### Input data ###

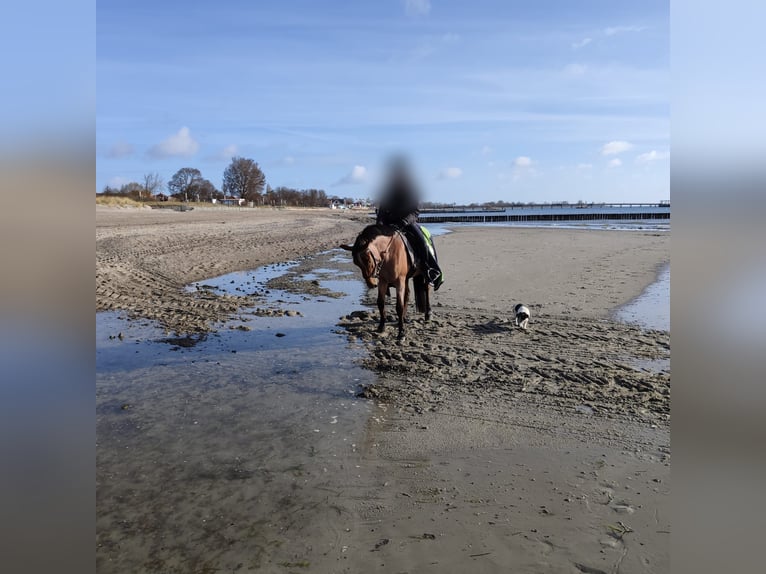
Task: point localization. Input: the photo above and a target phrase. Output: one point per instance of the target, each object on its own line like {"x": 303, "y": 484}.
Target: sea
{"x": 223, "y": 429}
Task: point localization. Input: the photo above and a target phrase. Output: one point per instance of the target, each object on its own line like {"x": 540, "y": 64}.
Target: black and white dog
{"x": 522, "y": 315}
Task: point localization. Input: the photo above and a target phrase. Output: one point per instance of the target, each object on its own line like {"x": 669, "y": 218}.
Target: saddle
{"x": 414, "y": 262}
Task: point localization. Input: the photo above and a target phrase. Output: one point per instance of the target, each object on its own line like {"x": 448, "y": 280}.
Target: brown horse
{"x": 379, "y": 251}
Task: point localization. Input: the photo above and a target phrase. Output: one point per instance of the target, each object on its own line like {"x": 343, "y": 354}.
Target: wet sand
{"x": 489, "y": 448}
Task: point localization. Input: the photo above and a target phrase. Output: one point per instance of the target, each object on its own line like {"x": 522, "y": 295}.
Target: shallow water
{"x": 651, "y": 309}
{"x": 208, "y": 446}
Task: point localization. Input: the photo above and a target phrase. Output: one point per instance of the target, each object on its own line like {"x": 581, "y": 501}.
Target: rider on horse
{"x": 399, "y": 207}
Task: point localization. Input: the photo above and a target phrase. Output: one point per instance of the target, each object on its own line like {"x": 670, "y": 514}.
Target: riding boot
{"x": 428, "y": 257}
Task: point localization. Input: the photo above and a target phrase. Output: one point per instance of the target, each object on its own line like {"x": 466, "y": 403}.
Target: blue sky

###

■ Exercise description
Output all the records above again exactly, with the pictures dropped.

■ Exercise solution
Task: point localization. Input: the photo above and a target phrase. Output: one point per instance of the target, each object on its own line like {"x": 303, "y": 484}.
Target: sea
{"x": 223, "y": 429}
Task: point localization. Input: the photo above and a target phrase. Output: one point per instance of the target, each object on its own line like {"x": 540, "y": 64}.
Target: black and white dog
{"x": 522, "y": 315}
Task: point localization. Input: the photo above and a target phrase. Output: one point per instance of the target, each object on its own line like {"x": 669, "y": 218}.
Target: saddle
{"x": 414, "y": 262}
Task: point localization. Input: the photo above and a target phrase. Output: one point per instance of the target, each object on its own line like {"x": 448, "y": 280}.
Target: brown horse
{"x": 379, "y": 251}
Task: point localization. Input: the photo above and a target phrase. Output: one point per instance of the target, each object on its own line like {"x": 343, "y": 354}.
Target: wet sand
{"x": 489, "y": 448}
Task: point localization. Input: the photo above and a target phrase. Output: one point per instance of the target, each object on its own line like {"x": 522, "y": 295}.
Target: shallow water
{"x": 651, "y": 309}
{"x": 208, "y": 446}
Task: point localization. Input: the photo above and a target phrase. Output: one point per instance of the target, each object on its own line like {"x": 581, "y": 501}.
Target: rider on horse
{"x": 399, "y": 207}
Task: point localization. Input: the photo above and a target phrase. Output: one point per instance of the target, each object on its own line like {"x": 670, "y": 514}.
Target: riding boot
{"x": 428, "y": 257}
Task: point localization. Input: the photo above and a target phrase. Output: one point per instance of the target, each object on its own line like {"x": 466, "y": 403}.
Target: blue sky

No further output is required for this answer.